● TASK INPUTS
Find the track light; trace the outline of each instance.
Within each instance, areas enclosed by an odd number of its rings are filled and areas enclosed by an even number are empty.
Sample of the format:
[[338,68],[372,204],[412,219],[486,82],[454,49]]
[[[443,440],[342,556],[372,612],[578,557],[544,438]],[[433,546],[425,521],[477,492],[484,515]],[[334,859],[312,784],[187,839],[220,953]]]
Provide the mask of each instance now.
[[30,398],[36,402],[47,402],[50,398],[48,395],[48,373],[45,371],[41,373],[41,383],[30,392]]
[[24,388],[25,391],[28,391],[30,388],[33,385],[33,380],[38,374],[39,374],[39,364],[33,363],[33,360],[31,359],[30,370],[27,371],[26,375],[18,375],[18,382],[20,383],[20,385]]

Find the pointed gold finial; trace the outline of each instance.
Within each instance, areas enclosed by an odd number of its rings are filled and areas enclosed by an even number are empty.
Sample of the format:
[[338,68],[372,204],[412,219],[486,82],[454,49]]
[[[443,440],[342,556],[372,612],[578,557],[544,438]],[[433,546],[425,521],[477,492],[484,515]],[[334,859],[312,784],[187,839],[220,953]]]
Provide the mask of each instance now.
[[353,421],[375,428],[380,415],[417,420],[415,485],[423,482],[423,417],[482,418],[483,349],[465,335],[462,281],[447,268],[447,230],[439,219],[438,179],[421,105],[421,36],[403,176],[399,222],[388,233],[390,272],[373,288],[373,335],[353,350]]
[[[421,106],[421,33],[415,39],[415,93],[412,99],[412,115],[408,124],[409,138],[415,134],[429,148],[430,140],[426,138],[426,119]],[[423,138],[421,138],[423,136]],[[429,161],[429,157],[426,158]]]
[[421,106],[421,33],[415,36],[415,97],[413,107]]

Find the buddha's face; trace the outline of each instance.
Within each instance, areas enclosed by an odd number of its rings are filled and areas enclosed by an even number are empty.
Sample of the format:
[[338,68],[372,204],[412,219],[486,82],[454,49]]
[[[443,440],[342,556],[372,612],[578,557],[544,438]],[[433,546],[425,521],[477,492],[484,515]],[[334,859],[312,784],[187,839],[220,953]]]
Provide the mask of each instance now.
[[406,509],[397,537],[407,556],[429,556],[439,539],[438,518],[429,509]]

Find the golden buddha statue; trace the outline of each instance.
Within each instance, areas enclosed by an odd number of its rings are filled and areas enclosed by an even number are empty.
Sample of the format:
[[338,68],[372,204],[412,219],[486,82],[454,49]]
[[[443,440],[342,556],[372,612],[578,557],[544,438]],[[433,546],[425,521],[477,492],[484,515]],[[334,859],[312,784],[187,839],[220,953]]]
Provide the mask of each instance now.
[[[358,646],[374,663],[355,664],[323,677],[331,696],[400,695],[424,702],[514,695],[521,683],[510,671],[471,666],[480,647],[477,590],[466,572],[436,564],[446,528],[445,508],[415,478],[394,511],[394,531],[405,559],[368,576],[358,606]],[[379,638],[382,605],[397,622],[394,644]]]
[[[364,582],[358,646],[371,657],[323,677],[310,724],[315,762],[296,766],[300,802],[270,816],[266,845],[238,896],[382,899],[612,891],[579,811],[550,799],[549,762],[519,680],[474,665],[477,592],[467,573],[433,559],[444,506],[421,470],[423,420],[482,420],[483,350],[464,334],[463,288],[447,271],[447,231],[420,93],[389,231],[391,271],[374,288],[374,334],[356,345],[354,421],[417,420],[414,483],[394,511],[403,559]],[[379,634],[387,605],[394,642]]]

● STATED PROBLEM
Rewrite all of the records above, replacing every occurrence of "instance" with "object" and leaving everything else unchanged.

● FINISHED TASK
Find the track light; trace the outline of each object.
Within each object, areas enclosed by an odd number of its rings are filled and areas enclosed by an even number are empty.
Sample of the format:
[[338,68],[372,204],[412,219],[486,82],[454,49]]
[[[443,440],[342,556],[372,612],[578,557],[544,438]],[[433,546],[425,521],[477,492],[484,515]],[[334,859],[312,784],[187,839],[220,953]]]
Provide the mask of each object now.
[[30,398],[36,402],[47,402],[50,398],[48,395],[48,373],[45,371],[41,373],[41,383],[30,392]]
[[24,388],[25,391],[28,391],[30,388],[33,385],[33,380],[38,374],[39,374],[39,364],[33,363],[33,360],[31,359],[30,370],[27,371],[26,375],[18,375],[18,382],[20,383],[20,385]]

Find the pointed gold finial; trace the outline of each object.
Within each object, areas enclosed by an odd number of its rings are filled and areas enclosed by an even number are empty.
Sample of the format:
[[338,68],[372,204],[412,219],[486,82],[454,49]]
[[[443,440],[342,556],[372,612],[578,557],[544,438]],[[433,546],[425,521],[477,492],[484,515]],[[334,859],[312,784],[187,839],[220,953]]]
Provide the mask of each object now.
[[353,421],[375,428],[380,415],[417,420],[415,485],[423,482],[423,417],[482,418],[483,349],[465,335],[462,281],[447,268],[447,230],[439,219],[438,179],[421,105],[421,36],[403,176],[399,222],[388,233],[390,272],[373,288],[373,335],[353,350]]
[[[421,106],[421,33],[415,39],[415,93],[412,99],[412,115],[408,124],[409,138],[415,134],[429,148],[430,140],[426,138],[426,119]],[[423,138],[421,138],[423,136]],[[429,161],[429,157],[426,158]]]
[[421,106],[421,33],[415,36],[415,97],[413,107]]

Find the buddha's face; trace the outline of each object.
Within each object, areas enclosed by an odd number of its rings are filled and areas enclosed by an even number are empty.
Sample of the format:
[[338,68],[372,204],[412,219],[486,82],[454,49]]
[[[443,440],[342,556],[372,612],[578,557],[544,438]],[[433,546],[425,521],[477,492],[484,515]],[[334,859],[312,784],[187,839],[220,953]]]
Provide the mask of each object now.
[[406,509],[397,537],[407,556],[429,556],[439,539],[438,518],[429,509]]

Find the golden buddha statue; trace the outline of each object.
Within each object, areas enclosed by an odd number of its rings are filled and areas enclosed by an even number are empty.
Sample of the format:
[[338,68],[372,204],[412,219],[486,82],[454,49]]
[[[443,440],[342,556],[372,612],[578,557],[544,438]],[[433,546],[425,521],[477,492],[484,515]],[[334,859],[312,784],[187,839],[220,953]]]
Provide the mask of each object now.
[[[358,646],[374,663],[355,664],[323,677],[331,696],[400,695],[424,702],[514,695],[521,683],[510,671],[471,666],[480,647],[477,590],[466,572],[436,564],[446,528],[445,508],[415,478],[394,511],[394,531],[405,559],[368,576],[358,606]],[[379,638],[382,605],[397,622],[394,644]]]
[[[364,582],[358,646],[371,657],[323,677],[310,724],[315,762],[296,766],[300,802],[270,816],[266,845],[238,896],[382,899],[612,891],[579,811],[550,799],[549,762],[519,680],[474,665],[477,592],[467,573],[433,559],[444,506],[421,470],[423,420],[482,420],[483,350],[464,334],[463,288],[447,271],[447,231],[420,93],[389,231],[391,271],[374,288],[374,334],[356,345],[354,421],[417,420],[414,483],[394,511],[403,559]],[[379,634],[387,605],[394,642]]]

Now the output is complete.